### WHAT THE TASK REQUIRES
Begin with the first line below and retype each line exactly through the line containing "the snowy field". Any pictures are to be left out.

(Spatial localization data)
________

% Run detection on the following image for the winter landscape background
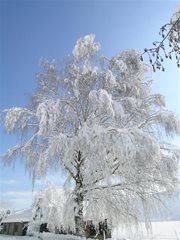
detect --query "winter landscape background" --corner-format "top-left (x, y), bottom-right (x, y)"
top-left (1, 0), bottom-right (179, 212)
top-left (0, 0), bottom-right (180, 239)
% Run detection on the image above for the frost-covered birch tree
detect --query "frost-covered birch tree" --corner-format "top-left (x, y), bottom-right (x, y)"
top-left (2, 34), bottom-right (180, 236)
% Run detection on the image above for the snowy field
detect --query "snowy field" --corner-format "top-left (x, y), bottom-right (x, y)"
top-left (0, 221), bottom-right (180, 240)
top-left (112, 221), bottom-right (180, 240)
top-left (0, 233), bottom-right (81, 240)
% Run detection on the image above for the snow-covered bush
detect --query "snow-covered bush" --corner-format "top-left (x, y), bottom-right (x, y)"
top-left (0, 202), bottom-right (12, 231)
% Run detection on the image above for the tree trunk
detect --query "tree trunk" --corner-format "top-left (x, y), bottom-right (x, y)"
top-left (74, 150), bottom-right (85, 237)
top-left (74, 185), bottom-right (85, 237)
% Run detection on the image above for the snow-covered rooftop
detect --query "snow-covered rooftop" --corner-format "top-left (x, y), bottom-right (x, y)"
top-left (1, 209), bottom-right (32, 223)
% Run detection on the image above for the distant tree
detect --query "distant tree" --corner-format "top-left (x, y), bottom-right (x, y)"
top-left (28, 195), bottom-right (43, 237)
top-left (141, 6), bottom-right (180, 71)
top-left (2, 34), bottom-right (180, 237)
top-left (29, 183), bottom-right (66, 234)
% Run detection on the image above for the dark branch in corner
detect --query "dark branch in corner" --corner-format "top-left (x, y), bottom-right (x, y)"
top-left (141, 12), bottom-right (180, 72)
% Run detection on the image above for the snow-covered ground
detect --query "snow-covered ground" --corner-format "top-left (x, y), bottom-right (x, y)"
top-left (0, 236), bottom-right (36, 240)
top-left (0, 221), bottom-right (180, 240)
top-left (112, 221), bottom-right (180, 240)
top-left (0, 233), bottom-right (81, 240)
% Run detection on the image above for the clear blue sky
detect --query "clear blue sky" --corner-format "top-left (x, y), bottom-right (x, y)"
top-left (0, 0), bottom-right (179, 209)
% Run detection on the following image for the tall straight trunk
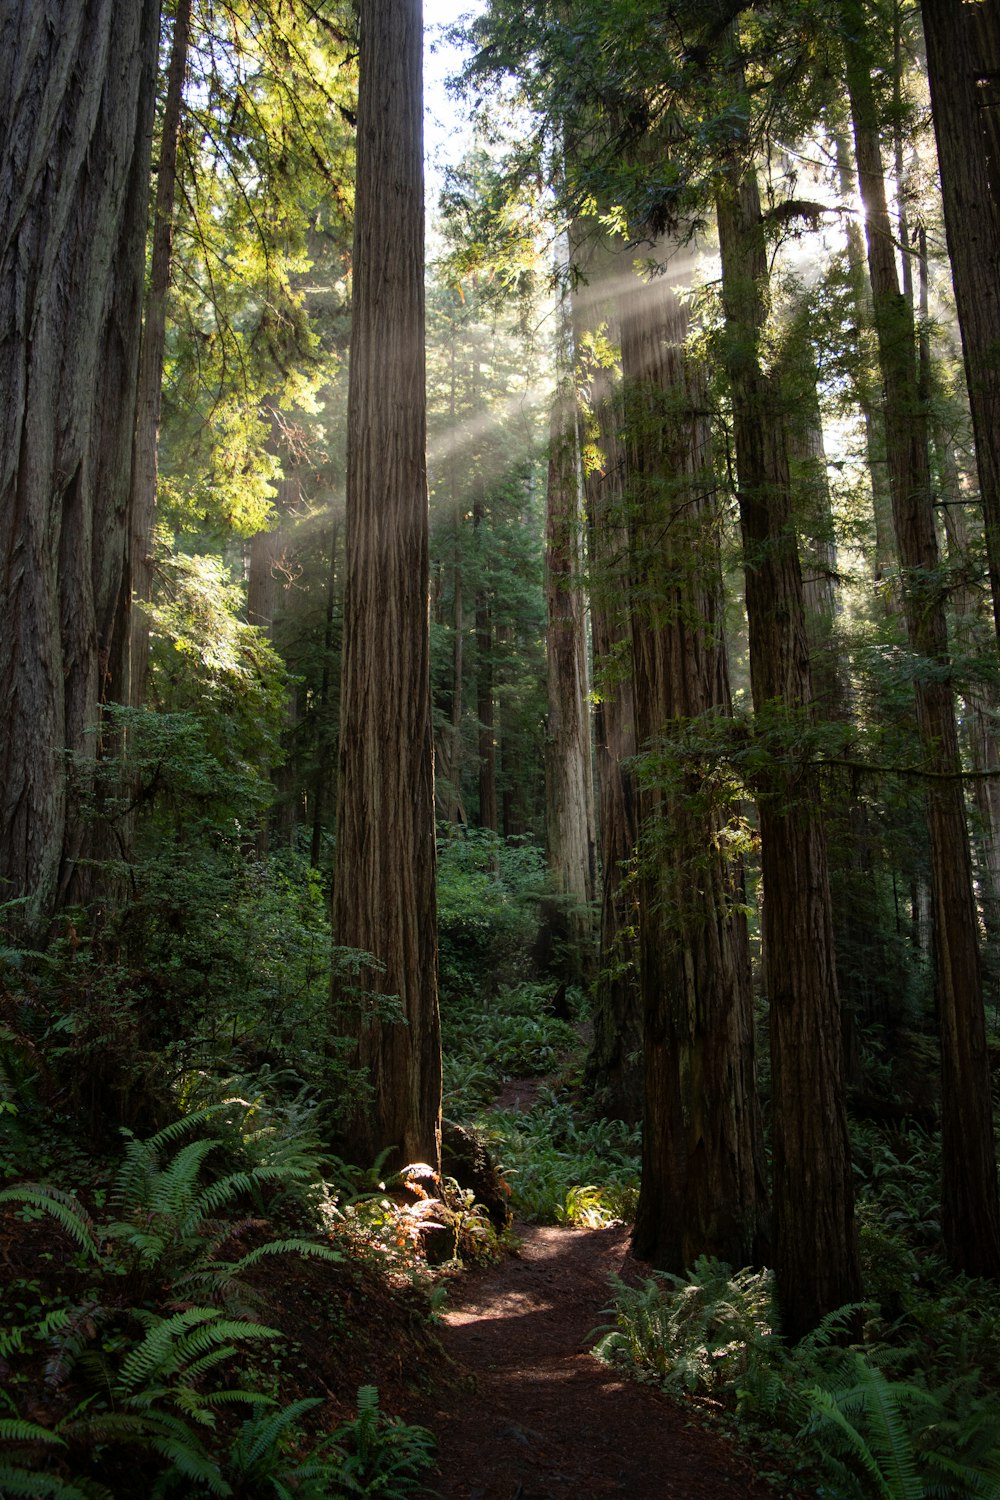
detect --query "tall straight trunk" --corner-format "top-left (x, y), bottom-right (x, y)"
top-left (937, 450), bottom-right (1000, 991)
top-left (844, 0), bottom-right (1000, 1275)
top-left (330, 0), bottom-right (440, 1174)
top-left (0, 0), bottom-right (160, 920)
top-left (544, 325), bottom-right (597, 969)
top-left (435, 327), bottom-right (466, 825)
top-left (922, 0), bottom-right (1000, 643)
top-left (246, 470), bottom-right (297, 856)
top-left (622, 262), bottom-right (766, 1271)
top-left (716, 151), bottom-right (861, 1338)
top-left (126, 0), bottom-right (191, 707)
top-left (474, 484), bottom-right (498, 831)
top-left (310, 522), bottom-right (339, 869)
top-left (833, 126), bottom-right (897, 585)
top-left (779, 332), bottom-right (849, 721)
top-left (575, 239), bottom-right (642, 1125)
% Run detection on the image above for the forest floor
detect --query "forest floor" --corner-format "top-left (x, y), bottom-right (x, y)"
top-left (389, 1062), bottom-right (798, 1500)
top-left (397, 1216), bottom-right (792, 1500)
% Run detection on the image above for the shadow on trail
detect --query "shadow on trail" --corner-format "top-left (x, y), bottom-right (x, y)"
top-left (400, 1221), bottom-right (789, 1500)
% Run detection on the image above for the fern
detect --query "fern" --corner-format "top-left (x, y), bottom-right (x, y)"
top-left (328, 1385), bottom-right (437, 1497)
top-left (799, 1353), bottom-right (1000, 1500)
top-left (0, 1471), bottom-right (96, 1499)
top-left (146, 1435), bottom-right (231, 1495)
top-left (229, 1398), bottom-right (321, 1469)
top-left (116, 1307), bottom-right (280, 1395)
top-left (229, 1236), bottom-right (343, 1272)
top-left (803, 1357), bottom-right (928, 1499)
top-left (0, 1416), bottom-right (65, 1444)
top-left (0, 1184), bottom-right (98, 1258)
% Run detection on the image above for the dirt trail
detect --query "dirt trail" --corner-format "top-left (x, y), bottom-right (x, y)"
top-left (402, 1220), bottom-right (786, 1500)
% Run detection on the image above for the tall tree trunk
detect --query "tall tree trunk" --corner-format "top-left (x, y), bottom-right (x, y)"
top-left (435, 327), bottom-right (466, 825)
top-left (621, 260), bottom-right (766, 1271)
top-left (310, 521), bottom-right (340, 869)
top-left (0, 0), bottom-right (160, 921)
top-left (474, 483), bottom-right (498, 831)
top-left (716, 148), bottom-right (862, 1337)
top-left (922, 0), bottom-right (1000, 642)
top-left (330, 0), bottom-right (440, 1175)
top-left (575, 239), bottom-right (643, 1125)
top-left (844, 0), bottom-right (1000, 1276)
top-left (544, 307), bottom-right (597, 975)
top-left (246, 470), bottom-right (297, 856)
top-left (833, 125), bottom-right (897, 586)
top-left (126, 0), bottom-right (191, 708)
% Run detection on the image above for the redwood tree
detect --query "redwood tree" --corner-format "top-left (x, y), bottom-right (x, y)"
top-left (843, 0), bottom-right (1000, 1277)
top-left (716, 149), bottom-right (862, 1337)
top-left (0, 0), bottom-right (160, 920)
top-left (621, 261), bottom-right (766, 1271)
top-left (330, 0), bottom-right (441, 1173)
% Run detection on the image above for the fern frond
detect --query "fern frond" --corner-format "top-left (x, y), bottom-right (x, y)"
top-left (153, 1137), bottom-right (217, 1215)
top-left (0, 1417), bottom-right (64, 1444)
top-left (803, 1356), bottom-right (928, 1500)
top-left (0, 1470), bottom-right (92, 1499)
top-left (116, 1307), bottom-right (220, 1393)
top-left (229, 1237), bottom-right (343, 1272)
top-left (147, 1436), bottom-right (232, 1496)
top-left (0, 1184), bottom-right (98, 1257)
top-left (180, 1171), bottom-right (258, 1235)
top-left (228, 1398), bottom-right (321, 1469)
top-left (118, 1307), bottom-right (282, 1396)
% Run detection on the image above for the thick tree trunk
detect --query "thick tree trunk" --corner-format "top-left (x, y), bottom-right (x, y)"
top-left (922, 0), bottom-right (1000, 642)
top-left (544, 342), bottom-right (597, 975)
top-left (126, 0), bottom-right (191, 707)
top-left (621, 263), bottom-right (766, 1271)
top-left (0, 0), bottom-right (160, 921)
top-left (330, 0), bottom-right (441, 1175)
top-left (716, 158), bottom-right (861, 1338)
top-left (844, 0), bottom-right (1000, 1276)
top-left (575, 242), bottom-right (643, 1125)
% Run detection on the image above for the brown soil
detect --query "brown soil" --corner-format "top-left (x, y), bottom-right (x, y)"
top-left (399, 1220), bottom-right (792, 1500)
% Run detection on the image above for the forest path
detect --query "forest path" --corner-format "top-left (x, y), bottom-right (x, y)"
top-left (402, 1218), bottom-right (785, 1499)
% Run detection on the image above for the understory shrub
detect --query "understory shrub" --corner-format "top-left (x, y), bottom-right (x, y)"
top-left (479, 1088), bottom-right (640, 1225)
top-left (593, 1256), bottom-right (1000, 1499)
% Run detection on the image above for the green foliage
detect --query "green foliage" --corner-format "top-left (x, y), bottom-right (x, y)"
top-left (436, 828), bottom-right (546, 999)
top-left (480, 1089), bottom-right (640, 1224)
top-left (593, 1257), bottom-right (778, 1397)
top-left (0, 1113), bottom-right (438, 1499)
top-left (593, 1254), bottom-right (1000, 1498)
top-left (440, 977), bottom-right (579, 1118)
top-left (802, 1354), bottom-right (1000, 1500)
top-left (326, 1385), bottom-right (436, 1497)
top-left (143, 557), bottom-right (290, 795)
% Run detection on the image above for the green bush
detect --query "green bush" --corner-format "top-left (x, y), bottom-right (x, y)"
top-left (436, 826), bottom-right (545, 999)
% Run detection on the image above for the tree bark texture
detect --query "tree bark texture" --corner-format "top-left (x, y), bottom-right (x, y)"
top-left (619, 264), bottom-right (765, 1271)
top-left (0, 0), bottom-right (160, 919)
top-left (331, 0), bottom-right (441, 1174)
top-left (126, 0), bottom-right (191, 707)
top-left (922, 0), bottom-right (1000, 643)
top-left (575, 240), bottom-right (643, 1125)
top-left (544, 347), bottom-right (598, 967)
top-left (844, 0), bottom-right (1000, 1276)
top-left (716, 160), bottom-right (862, 1338)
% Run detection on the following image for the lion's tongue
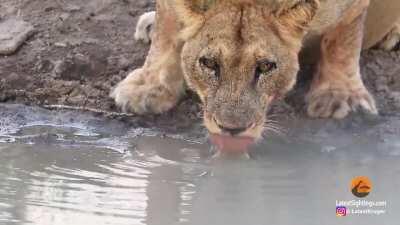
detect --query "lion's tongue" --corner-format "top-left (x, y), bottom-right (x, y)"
top-left (210, 134), bottom-right (255, 153)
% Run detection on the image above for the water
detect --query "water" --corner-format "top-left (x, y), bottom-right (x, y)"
top-left (0, 104), bottom-right (399, 225)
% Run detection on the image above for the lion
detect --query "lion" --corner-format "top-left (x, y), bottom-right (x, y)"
top-left (111, 0), bottom-right (400, 153)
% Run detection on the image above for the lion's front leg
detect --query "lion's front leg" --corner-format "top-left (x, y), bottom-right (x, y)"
top-left (111, 2), bottom-right (184, 114)
top-left (307, 0), bottom-right (378, 119)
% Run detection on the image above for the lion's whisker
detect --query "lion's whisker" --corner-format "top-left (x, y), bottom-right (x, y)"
top-left (263, 118), bottom-right (287, 137)
top-left (265, 120), bottom-right (279, 125)
top-left (263, 127), bottom-right (285, 137)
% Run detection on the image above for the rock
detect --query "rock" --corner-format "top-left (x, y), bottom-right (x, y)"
top-left (62, 4), bottom-right (81, 12)
top-left (0, 18), bottom-right (35, 55)
top-left (54, 42), bottom-right (67, 48)
top-left (389, 91), bottom-right (400, 100)
top-left (4, 73), bottom-right (31, 89)
top-left (54, 53), bottom-right (108, 81)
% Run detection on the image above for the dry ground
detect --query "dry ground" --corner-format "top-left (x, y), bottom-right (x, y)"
top-left (0, 0), bottom-right (399, 128)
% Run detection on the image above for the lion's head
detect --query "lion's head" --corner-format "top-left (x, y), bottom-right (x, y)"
top-left (176, 0), bottom-right (319, 151)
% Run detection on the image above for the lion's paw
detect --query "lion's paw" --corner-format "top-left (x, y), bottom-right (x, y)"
top-left (378, 24), bottom-right (400, 51)
top-left (306, 86), bottom-right (378, 119)
top-left (111, 69), bottom-right (179, 115)
top-left (134, 11), bottom-right (156, 44)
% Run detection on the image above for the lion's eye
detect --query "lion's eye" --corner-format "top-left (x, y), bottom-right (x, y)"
top-left (199, 56), bottom-right (220, 78)
top-left (199, 57), bottom-right (219, 70)
top-left (254, 60), bottom-right (277, 82)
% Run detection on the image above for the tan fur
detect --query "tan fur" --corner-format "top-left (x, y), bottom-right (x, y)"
top-left (112, 0), bottom-right (400, 140)
top-left (111, 2), bottom-right (185, 114)
top-left (135, 11), bottom-right (156, 44)
top-left (307, 0), bottom-right (377, 119)
top-left (364, 0), bottom-right (400, 48)
top-left (378, 19), bottom-right (400, 50)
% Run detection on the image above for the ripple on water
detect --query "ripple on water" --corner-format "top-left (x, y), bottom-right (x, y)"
top-left (21, 156), bottom-right (151, 224)
top-left (0, 136), bottom-right (16, 143)
top-left (1, 104), bottom-right (400, 225)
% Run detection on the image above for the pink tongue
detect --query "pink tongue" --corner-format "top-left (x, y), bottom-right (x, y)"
top-left (210, 134), bottom-right (255, 153)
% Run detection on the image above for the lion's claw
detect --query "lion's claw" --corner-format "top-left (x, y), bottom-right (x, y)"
top-left (111, 69), bottom-right (180, 115)
top-left (307, 88), bottom-right (378, 119)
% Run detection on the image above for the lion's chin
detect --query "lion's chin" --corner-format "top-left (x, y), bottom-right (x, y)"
top-left (210, 134), bottom-right (256, 154)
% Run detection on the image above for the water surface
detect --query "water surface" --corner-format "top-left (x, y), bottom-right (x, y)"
top-left (0, 104), bottom-right (399, 225)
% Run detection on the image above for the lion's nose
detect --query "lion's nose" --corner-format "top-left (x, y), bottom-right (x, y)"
top-left (213, 117), bottom-right (251, 136)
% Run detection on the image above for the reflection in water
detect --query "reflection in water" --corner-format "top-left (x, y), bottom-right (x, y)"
top-left (0, 144), bottom-right (151, 225)
top-left (24, 164), bottom-right (149, 225)
top-left (0, 105), bottom-right (399, 225)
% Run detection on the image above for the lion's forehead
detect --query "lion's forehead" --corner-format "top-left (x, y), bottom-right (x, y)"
top-left (201, 5), bottom-right (279, 44)
top-left (194, 0), bottom-right (216, 11)
top-left (191, 0), bottom-right (319, 11)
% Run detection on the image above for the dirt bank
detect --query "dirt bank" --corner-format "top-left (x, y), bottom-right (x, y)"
top-left (0, 0), bottom-right (399, 126)
top-left (0, 0), bottom-right (154, 108)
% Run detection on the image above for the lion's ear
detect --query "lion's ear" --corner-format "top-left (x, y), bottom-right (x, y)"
top-left (175, 0), bottom-right (215, 40)
top-left (275, 0), bottom-right (320, 35)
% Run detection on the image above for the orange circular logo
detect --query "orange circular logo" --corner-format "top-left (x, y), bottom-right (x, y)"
top-left (350, 176), bottom-right (372, 198)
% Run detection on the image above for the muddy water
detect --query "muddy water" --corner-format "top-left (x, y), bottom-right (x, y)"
top-left (0, 104), bottom-right (399, 225)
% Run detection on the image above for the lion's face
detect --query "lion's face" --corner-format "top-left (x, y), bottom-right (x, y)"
top-left (178, 0), bottom-right (319, 145)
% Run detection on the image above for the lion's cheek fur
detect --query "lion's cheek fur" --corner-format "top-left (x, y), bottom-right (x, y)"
top-left (180, 39), bottom-right (214, 101)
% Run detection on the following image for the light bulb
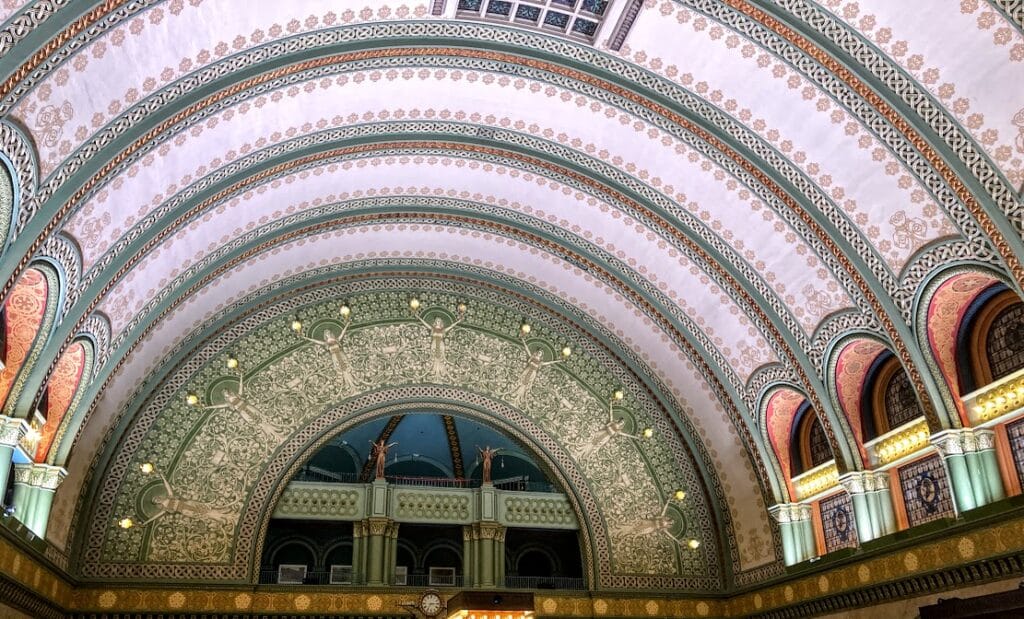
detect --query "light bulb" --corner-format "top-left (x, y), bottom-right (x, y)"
top-left (520, 323), bottom-right (531, 335)
top-left (118, 517), bottom-right (134, 529)
top-left (687, 538), bottom-right (701, 549)
top-left (457, 302), bottom-right (467, 314)
top-left (562, 346), bottom-right (572, 358)
top-left (186, 392), bottom-right (199, 406)
top-left (613, 390), bottom-right (624, 401)
top-left (340, 304), bottom-right (351, 317)
top-left (674, 489), bottom-right (686, 501)
top-left (226, 357), bottom-right (238, 369)
top-left (409, 298), bottom-right (420, 310)
top-left (290, 320), bottom-right (302, 332)
top-left (642, 428), bottom-right (654, 438)
top-left (140, 462), bottom-right (154, 474)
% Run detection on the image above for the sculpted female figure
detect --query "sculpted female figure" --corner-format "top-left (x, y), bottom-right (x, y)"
top-left (510, 337), bottom-right (568, 405)
top-left (189, 369), bottom-right (288, 444)
top-left (370, 439), bottom-right (398, 480)
top-left (477, 446), bottom-right (501, 484)
top-left (298, 315), bottom-right (357, 391)
top-left (141, 470), bottom-right (235, 526)
top-left (577, 391), bottom-right (650, 460)
top-left (412, 301), bottom-right (466, 380)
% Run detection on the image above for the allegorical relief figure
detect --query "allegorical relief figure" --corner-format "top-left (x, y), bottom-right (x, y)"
top-left (610, 496), bottom-right (689, 546)
top-left (509, 332), bottom-right (568, 405)
top-left (189, 363), bottom-right (288, 444)
top-left (577, 391), bottom-right (650, 460)
top-left (141, 469), bottom-right (235, 526)
top-left (295, 308), bottom-right (357, 391)
top-left (411, 300), bottom-right (466, 381)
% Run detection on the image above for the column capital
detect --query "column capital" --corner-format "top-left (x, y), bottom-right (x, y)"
top-left (931, 429), bottom-right (968, 456)
top-left (12, 463), bottom-right (32, 484)
top-left (365, 517), bottom-right (393, 537)
top-left (839, 471), bottom-right (869, 495)
top-left (0, 416), bottom-right (29, 448)
top-left (870, 470), bottom-right (891, 491)
top-left (769, 503), bottom-right (810, 524)
top-left (975, 428), bottom-right (997, 451)
top-left (29, 464), bottom-right (66, 490)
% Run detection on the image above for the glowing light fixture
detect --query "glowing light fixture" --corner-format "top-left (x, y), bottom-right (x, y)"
top-left (642, 427), bottom-right (654, 438)
top-left (140, 462), bottom-right (154, 474)
top-left (687, 539), bottom-right (701, 549)
top-left (118, 517), bottom-right (134, 529)
top-left (520, 323), bottom-right (531, 335)
top-left (226, 356), bottom-right (239, 369)
top-left (410, 298), bottom-right (421, 311)
top-left (674, 489), bottom-right (686, 501)
top-left (561, 346), bottom-right (572, 358)
top-left (290, 320), bottom-right (302, 332)
top-left (340, 304), bottom-right (351, 318)
top-left (613, 389), bottom-right (624, 401)
top-left (185, 392), bottom-right (199, 406)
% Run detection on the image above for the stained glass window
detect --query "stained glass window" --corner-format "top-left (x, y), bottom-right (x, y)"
top-left (986, 303), bottom-right (1024, 380)
top-left (898, 455), bottom-right (955, 527)
top-left (819, 492), bottom-right (858, 553)
top-left (456, 0), bottom-right (612, 41)
top-left (1007, 417), bottom-right (1024, 487)
top-left (808, 418), bottom-right (831, 468)
top-left (884, 369), bottom-right (922, 430)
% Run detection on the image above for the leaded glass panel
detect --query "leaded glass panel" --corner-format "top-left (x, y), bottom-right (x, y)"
top-left (456, 0), bottom-right (612, 41)
top-left (819, 492), bottom-right (858, 554)
top-left (898, 455), bottom-right (955, 527)
top-left (884, 370), bottom-right (922, 430)
top-left (808, 418), bottom-right (831, 468)
top-left (986, 303), bottom-right (1024, 380)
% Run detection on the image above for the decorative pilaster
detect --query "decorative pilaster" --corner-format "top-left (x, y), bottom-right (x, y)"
top-left (0, 416), bottom-right (29, 503)
top-left (24, 464), bottom-right (65, 537)
top-left (10, 463), bottom-right (32, 524)
top-left (351, 520), bottom-right (366, 585)
top-left (770, 504), bottom-right (816, 566)
top-left (839, 471), bottom-right (897, 542)
top-left (932, 428), bottom-right (1006, 513)
top-left (462, 525), bottom-right (476, 588)
top-left (472, 522), bottom-right (505, 588)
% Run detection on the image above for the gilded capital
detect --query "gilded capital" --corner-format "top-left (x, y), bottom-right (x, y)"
top-left (0, 416), bottom-right (29, 448)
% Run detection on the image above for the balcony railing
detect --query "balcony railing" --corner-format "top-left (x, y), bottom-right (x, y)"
top-left (290, 469), bottom-right (558, 493)
top-left (257, 570), bottom-right (583, 590)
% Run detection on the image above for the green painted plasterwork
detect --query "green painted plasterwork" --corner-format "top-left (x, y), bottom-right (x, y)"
top-left (96, 292), bottom-right (706, 581)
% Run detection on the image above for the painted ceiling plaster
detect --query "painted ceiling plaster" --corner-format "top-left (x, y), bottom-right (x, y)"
top-left (0, 0), bottom-right (1020, 597)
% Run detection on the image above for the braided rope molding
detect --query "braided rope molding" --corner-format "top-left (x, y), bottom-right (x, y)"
top-left (989, 1), bottom-right (1024, 32)
top-left (0, 119), bottom-right (38, 239)
top-left (39, 231), bottom-right (78, 312)
top-left (898, 239), bottom-right (991, 316)
top-left (807, 309), bottom-right (879, 371)
top-left (79, 310), bottom-right (111, 369)
top-left (0, 0), bottom-right (151, 111)
top-left (1, 10), bottom-right (990, 298)
top-left (771, 0), bottom-right (1021, 220)
top-left (0, 0), bottom-right (73, 59)
top-left (683, 0), bottom-right (1017, 287)
top-left (74, 283), bottom-right (727, 588)
top-left (63, 265), bottom-right (774, 585)
top-left (83, 150), bottom-right (774, 383)
top-left (39, 127), bottom-right (853, 474)
top-left (26, 48), bottom-right (869, 344)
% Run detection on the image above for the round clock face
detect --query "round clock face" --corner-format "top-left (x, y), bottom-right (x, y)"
top-left (420, 592), bottom-right (443, 616)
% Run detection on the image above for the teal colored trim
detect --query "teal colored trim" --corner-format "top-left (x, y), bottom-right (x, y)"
top-left (2, 260), bottom-right (62, 419)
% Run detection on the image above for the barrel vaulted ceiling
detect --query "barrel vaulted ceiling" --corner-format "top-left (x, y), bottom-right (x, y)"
top-left (0, 0), bottom-right (1020, 593)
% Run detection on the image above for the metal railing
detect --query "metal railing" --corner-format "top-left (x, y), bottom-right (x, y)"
top-left (257, 570), bottom-right (582, 590)
top-left (289, 469), bottom-right (558, 493)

________

### SOLUTION FOR THIS TASK
% Run detection on the following image for the winter landscape background
detect --query "winter landscape background" --corner-format "top-left (x, y), bottom-right (x, y)"
top-left (1, 0), bottom-right (179, 212)
top-left (0, 0), bottom-right (180, 239)
% Run detection on the image above for the frost-covered birch tree
detect --query "frost-covered birch tree" --corner-format "top-left (x, y), bottom-right (x, y)"
top-left (2, 34), bottom-right (180, 236)
% Run detection on the image above for the snowy field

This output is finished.